(What is expected) The text of every record, exactly as given and with no pictures, should be your output.

(Record extracts)
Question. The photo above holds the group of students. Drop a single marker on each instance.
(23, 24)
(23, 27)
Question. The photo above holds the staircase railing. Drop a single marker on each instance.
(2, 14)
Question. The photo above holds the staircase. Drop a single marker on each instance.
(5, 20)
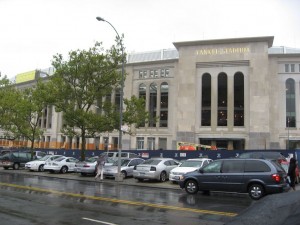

(Exercise output)
Question. The photo above holds the group of students. Drop a single marker on each instance.
(23, 24)
(23, 27)
Question. The photo above holds the staircase railing. Drop a single marker on each instance.
(2, 14)
Question. The photo above holds the staircase. Drop a single marker on each instance.
(5, 20)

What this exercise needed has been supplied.